== Work task ==
Extract the part of the text on rural cancer risk and early detection that opens with the words containing "Cancer researchers generally" and closes with "than ever before.", copying it word for word.

== Page excerpt ==
-----

The effect of cancer on American life is enormous - on average, 1.6 million individuals are diagnosed with cancer every year in the United States. However, some regions in the United States fare worse than others. Relative to residents of more urban centers, rural Americans face serious disadvantages related to socioeconomic deprivation, all of which limit access to quality healthcare and multiply cancer risk factors.
Cancer researchers generally acknowledge that early detection and screening vastly improves patient outcomes by enabling care to be provided at early stages. Knowing this and wanting to explore deeper, the National Cancer Institute held a series of workshops in 2019 on cancer [early] detection and screening. Those workshops made evident that the National Cancer Institute alone could not design, develop, and maintain comprehensive cancer diagnostic platforms that could be brought closer to patients than ever before.

-----

== Available data ==
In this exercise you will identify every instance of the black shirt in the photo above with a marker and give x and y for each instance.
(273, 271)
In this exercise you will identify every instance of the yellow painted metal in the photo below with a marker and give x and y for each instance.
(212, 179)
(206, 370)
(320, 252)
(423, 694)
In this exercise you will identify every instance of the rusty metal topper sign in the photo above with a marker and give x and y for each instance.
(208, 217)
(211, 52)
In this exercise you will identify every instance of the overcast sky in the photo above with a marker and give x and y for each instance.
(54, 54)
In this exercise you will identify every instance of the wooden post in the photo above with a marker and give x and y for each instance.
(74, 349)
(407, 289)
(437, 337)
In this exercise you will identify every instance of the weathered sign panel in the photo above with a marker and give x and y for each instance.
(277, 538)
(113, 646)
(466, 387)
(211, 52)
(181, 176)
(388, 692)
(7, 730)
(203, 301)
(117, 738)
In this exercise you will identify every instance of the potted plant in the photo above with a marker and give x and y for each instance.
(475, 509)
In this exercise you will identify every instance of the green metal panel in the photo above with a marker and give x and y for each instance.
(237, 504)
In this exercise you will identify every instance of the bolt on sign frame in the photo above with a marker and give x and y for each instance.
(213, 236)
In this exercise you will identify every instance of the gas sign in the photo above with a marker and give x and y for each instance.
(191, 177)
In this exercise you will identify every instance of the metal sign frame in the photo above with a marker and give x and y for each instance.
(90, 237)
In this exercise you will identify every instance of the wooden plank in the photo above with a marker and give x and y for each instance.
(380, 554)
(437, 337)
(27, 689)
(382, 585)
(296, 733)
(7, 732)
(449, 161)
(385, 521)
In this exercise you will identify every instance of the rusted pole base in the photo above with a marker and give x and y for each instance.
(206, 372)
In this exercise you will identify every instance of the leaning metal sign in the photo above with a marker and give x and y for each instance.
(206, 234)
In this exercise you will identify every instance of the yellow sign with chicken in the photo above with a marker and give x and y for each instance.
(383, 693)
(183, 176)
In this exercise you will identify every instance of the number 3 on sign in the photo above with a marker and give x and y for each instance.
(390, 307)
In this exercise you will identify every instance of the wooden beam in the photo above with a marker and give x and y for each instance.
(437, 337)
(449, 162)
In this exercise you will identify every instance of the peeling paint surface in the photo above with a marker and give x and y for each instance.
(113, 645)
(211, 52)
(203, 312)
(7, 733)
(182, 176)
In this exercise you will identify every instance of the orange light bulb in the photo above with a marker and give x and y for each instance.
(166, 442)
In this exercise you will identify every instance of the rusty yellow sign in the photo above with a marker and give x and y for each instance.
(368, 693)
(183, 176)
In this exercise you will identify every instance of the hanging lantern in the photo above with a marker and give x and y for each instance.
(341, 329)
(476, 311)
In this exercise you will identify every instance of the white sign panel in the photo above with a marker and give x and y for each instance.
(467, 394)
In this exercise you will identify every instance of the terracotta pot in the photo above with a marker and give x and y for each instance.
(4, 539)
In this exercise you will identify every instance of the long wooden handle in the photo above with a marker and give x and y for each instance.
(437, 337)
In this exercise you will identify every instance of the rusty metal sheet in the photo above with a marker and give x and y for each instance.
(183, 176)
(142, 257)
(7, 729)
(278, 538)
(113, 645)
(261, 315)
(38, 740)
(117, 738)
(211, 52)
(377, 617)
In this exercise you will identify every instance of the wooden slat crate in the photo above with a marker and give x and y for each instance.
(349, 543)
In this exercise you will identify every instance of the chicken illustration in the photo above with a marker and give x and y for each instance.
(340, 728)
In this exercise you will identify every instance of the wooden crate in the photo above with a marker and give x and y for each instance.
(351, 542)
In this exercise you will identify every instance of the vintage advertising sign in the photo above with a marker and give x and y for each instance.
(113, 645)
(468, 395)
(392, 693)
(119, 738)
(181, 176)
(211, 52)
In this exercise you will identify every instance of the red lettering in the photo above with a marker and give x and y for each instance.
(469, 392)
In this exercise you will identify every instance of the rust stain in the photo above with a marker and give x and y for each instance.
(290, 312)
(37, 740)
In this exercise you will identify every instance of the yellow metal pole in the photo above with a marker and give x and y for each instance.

-----

== Exercise solution ==
Cancer researchers generally acknowledge that early detection and screening vastly improves patient outcomes by enabling care to be provided at early stages. Knowing this and wanting to explore deeper, the National Cancer Institute held a series of workshops in 2019 on cancer [early] detection and screening. Those workshops made evident that the National Cancer Institute alone could not design, develop, and maintain comprehensive cancer diagnostic platforms that could be brought closer to patients than ever before.